Please copy the data shown below, word for word.

## STORED DATA:
▼

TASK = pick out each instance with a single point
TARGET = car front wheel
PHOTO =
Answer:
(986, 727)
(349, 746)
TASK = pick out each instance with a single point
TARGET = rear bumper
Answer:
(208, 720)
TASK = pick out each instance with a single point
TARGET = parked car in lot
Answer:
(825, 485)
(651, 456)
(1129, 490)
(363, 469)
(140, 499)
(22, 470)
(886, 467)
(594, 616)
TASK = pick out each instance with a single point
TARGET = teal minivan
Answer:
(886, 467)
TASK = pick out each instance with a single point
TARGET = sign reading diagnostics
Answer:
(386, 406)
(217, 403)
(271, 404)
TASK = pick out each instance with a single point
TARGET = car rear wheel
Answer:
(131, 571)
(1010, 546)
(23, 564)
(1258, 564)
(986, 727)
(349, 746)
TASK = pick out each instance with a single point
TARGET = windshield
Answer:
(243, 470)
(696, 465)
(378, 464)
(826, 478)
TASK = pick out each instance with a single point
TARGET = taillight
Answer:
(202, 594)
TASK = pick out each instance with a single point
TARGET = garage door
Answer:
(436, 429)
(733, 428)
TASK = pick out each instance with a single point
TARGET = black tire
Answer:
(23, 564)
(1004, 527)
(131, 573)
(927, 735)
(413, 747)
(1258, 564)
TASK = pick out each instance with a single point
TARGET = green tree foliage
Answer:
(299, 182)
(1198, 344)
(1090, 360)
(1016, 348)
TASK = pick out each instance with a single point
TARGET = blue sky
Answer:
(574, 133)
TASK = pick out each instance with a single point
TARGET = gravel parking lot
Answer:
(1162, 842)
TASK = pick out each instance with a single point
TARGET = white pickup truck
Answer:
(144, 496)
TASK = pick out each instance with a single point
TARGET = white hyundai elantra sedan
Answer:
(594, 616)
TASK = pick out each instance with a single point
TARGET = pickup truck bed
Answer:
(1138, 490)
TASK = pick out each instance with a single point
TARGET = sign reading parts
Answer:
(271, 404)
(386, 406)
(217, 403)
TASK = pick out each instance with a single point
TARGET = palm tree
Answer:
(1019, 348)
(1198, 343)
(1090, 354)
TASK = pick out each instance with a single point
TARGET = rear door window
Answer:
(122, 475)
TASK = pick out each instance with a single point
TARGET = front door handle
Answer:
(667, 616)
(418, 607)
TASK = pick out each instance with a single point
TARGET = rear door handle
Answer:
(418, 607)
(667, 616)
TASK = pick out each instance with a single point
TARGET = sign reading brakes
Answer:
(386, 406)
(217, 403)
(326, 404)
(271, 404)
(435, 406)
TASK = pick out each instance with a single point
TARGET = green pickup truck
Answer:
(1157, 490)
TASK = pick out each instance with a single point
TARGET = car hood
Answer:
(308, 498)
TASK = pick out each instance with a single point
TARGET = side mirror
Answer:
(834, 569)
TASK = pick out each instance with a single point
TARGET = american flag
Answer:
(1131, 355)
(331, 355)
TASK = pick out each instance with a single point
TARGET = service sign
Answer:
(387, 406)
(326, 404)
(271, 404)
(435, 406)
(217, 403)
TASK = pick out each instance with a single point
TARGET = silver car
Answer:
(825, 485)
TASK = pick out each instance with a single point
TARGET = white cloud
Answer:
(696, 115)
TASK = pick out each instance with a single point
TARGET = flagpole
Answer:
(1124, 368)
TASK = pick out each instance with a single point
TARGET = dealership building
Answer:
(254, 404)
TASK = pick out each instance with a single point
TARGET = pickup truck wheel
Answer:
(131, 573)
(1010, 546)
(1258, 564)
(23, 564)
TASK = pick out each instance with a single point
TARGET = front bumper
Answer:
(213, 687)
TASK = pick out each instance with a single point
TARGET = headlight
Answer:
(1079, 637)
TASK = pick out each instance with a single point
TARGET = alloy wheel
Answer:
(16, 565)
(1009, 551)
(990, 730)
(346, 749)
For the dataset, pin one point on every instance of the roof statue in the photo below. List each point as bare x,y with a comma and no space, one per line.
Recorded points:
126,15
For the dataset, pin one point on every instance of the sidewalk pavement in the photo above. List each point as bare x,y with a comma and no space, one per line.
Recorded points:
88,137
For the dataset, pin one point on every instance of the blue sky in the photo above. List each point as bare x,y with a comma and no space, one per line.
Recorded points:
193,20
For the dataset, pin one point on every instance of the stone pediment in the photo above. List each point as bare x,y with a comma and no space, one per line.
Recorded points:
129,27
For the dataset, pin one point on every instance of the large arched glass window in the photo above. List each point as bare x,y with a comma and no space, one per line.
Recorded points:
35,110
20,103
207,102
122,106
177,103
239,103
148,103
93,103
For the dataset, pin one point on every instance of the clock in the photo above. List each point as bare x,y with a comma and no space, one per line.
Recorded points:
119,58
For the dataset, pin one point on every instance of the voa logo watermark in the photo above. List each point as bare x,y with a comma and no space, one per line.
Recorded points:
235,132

▲

## YOUR RESPONSE:
TASK = pick out each instance with a single point
TARGET = car front wheel
PHOTO =
Answer:
(986, 727)
(349, 746)
TASK = pick out each instance with a single point
TARGET = rear bumper
Answer:
(208, 720)
TASK = pick out each instance with a single point
TARGET = parked car in lot
Answer:
(825, 485)
(651, 456)
(1129, 490)
(363, 469)
(140, 499)
(22, 470)
(886, 467)
(594, 616)
TASK = pick out each instance with a single point
TARGET = teal minivan
Answer:
(886, 467)
TASK = pick out each instance with a single point
TARGET = sign reading diagnostics
Answer:
(386, 406)
(217, 403)
(271, 404)
TASK = pick out each instance with a single point
TARGET = car rear wheel
Answer:
(131, 571)
(1010, 546)
(23, 564)
(1258, 564)
(986, 727)
(349, 746)
TASK = pick out each instance with a single point
TARGET = windshield
Answer:
(243, 470)
(696, 465)
(378, 464)
(826, 478)
TASK = pick out each instance with a single point
TARGET = taillight
Answer:
(202, 594)
TASK = pick out each instance with a single point
TARGET = garage door
Answer:
(436, 429)
(733, 428)
TASK = pick out each instance with a single point
TARGET = black tire
Answer:
(23, 564)
(1004, 527)
(131, 573)
(927, 735)
(413, 747)
(1258, 564)
TASK = pick out each instance with a single point
TARGET = green tree foliage
Answer:
(299, 182)
(1198, 344)
(1090, 360)
(1016, 348)
TASK = pick out each instance with a single point
TARGET = blue sky
Answer:
(574, 133)
TASK = pick out each instance with a single point
TARGET = gravel parking lot
Answer:
(1162, 842)
TASK = pick out each instance with a single point
TARGET = white pickup truck
Answer:
(144, 496)
TASK = pick out each instance with a single point
TARGET = white hyundai elantra sedan
Answer:
(594, 616)
TASK = pick out each instance with a single point
TARGET = pickup truck bed
Answer:
(1138, 490)
TASK = pick out each instance with a single point
TARGET = sign reading parts
Answer:
(271, 404)
(386, 406)
(217, 403)
TASK = pick out each instance with a single point
TARGET = palm tree
Answer:
(1019, 348)
(1198, 343)
(1090, 354)
TASK = pick out each instance with a single point
TARGET = rear door window
Answer:
(122, 475)
TASK = pick out each instance with a single point
TARGET = front door handle
Answer:
(667, 616)
(418, 607)
TASK = pick out each instance with a single point
TARGET = rear door handle
Answer:
(418, 607)
(667, 616)
TASK = pick out each instance with a single point
TARGET = sign reading brakes
Answer:
(386, 406)
(217, 403)
(326, 404)
(271, 404)
(435, 406)
TASK = pick out each instance with a single point
TARGET = green pickup truck
Answer:
(1157, 490)
TASK = pick out each instance with a single point
TARGET = car hood
Answer:
(308, 498)
TASK = pick out each instance with a single point
TARGET = side mirror
Answer:
(834, 569)
TASK = pick out each instance with a single point
TARGET = american flag
Answer:
(1131, 355)
(331, 355)
TASK = pick out each instance with a single point
TARGET = service sign
Answer:
(387, 406)
(326, 404)
(271, 404)
(435, 406)
(217, 403)
TASK = pick out each instance with a single point
TARGET = silver car
Answer:
(825, 485)
TASK = pick out each instance with a single point
TARGET = white cloud
Answer:
(696, 115)
TASK = pick out each instance with a single point
TARGET = flagpole
Answer:
(1124, 368)
TASK = pick out each instance with a single point
TARGET = dealership building
Answer:
(254, 404)
TASK = pick out each instance with a single point
TARGET = pickup truck wheel
Answer:
(131, 573)
(1010, 546)
(1258, 564)
(23, 564)
TASK = pick out each instance with a single point
TARGET = front bumper
Answer:
(213, 687)
TASK = pick out each instance with a single point
TARGET = headlight
Answer:
(1079, 637)
TASK = pick out each instance with a single point
TARGET = alloy wheel
Answer:
(16, 565)
(1009, 551)
(990, 730)
(346, 749)
For the dataset, pin one point on every instance of the roof statue in the photo below. List each point as bare x,y with a comma and no space, one per line.
Recorded points:
126,15
For the dataset, pin one point on every instance of the sidewalk pavement in the photo above. List each point as bare x,y with a comma and no space, one per line.
Recorded points:
88,137
For the dataset, pin one point on every instance of the blue sky in the photo above. List each point as bare x,y with a comma and no space, one per line.
Recorded points:
193,20
For the dataset, pin one point on every instance of the stone pediment in the photo above. List each point as bare x,y with a comma and no space, one per line.
Recorded points:
129,27
For the dataset, pin one point on every instance of the large arched glass window in the photo above. List each point as bare x,y with a comma and no space, one per line.
Recorded points:
35,110
20,103
207,102
122,106
177,103
239,103
148,103
93,103
For the dataset, pin one point on every instance of the clock in the photo above. List each point as bare x,y with a comma and no space, one per line.
Recorded points:
119,58
For the dataset, pin one point on every instance of the voa logo watermark in the photo above. List each point as bare x,y with a comma and no space, one per line.
Recorded points:
235,132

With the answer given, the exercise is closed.